Cineconline

A Precursor of King Kong?

Over the last ten years, I have spent much of the Labor Day Weekend in Hollywood watching movies at Grauman’s Egyptian Theater as part of the annual Cinecon festival. This year, because of the coronavirus quarantine, the management of Cinecon decided to make the show available online at no charge—except for several please to donate (which I did).

A Well-Crafted Silent Film

The films typically screened for Cinecon are rarities. One doesn’t encounter the classics with which everyone if familiar. In fact, most of the titles are fairly obscure. The four features that were screened online this year are:

  • The Fourth Commandment (Universal 1926), directed by Emory Johnson
  • Without Pity (Italy 1948), directed by Alberto Lattuada and co-written by Federico Fellini
  • Sherlock Holmes’ Fatal Hour (England 1931), directed by Leslie S. Hiscock
  • Lorraine of the Lions (Universal 1925), directed by Edward Sedgwick

A Decade before Basil Rathbone’s Sleuth

I particularly liked Without Pity, an Italian Neo-Realist film with a very advanced subject: The love between a black G.I. and a blonde Italian woman who has lost everything in the war. It was made in 1948 at a time when no American film would be so daring on the subject of interracial love.

• [EXERCISE REQUIREMENTS]:
A. In the Cinecon festival post, which of the four features screened online this year was co-written by Federico Fellini?
B. Duplicate the part of the Cinecon festival post starting with "Over the last" and going on through "(which I did).".

• [MATERIAL SUPPLIED]:
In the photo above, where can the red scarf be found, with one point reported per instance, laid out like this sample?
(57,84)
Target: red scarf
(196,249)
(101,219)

• [RESPONSES TO THE TASKS]:
A. Without Pity

B.
Over the last ten years, I have spent much of the Labor Day Weekend in Hollywood watching movies at Grauman’s Egyptian Theater as part of the annual Cinecon festival. This year, because of the coronavirus quarantine, the management of Cinecon decided to make the show available online at no charge—except for several please to donate (which I did).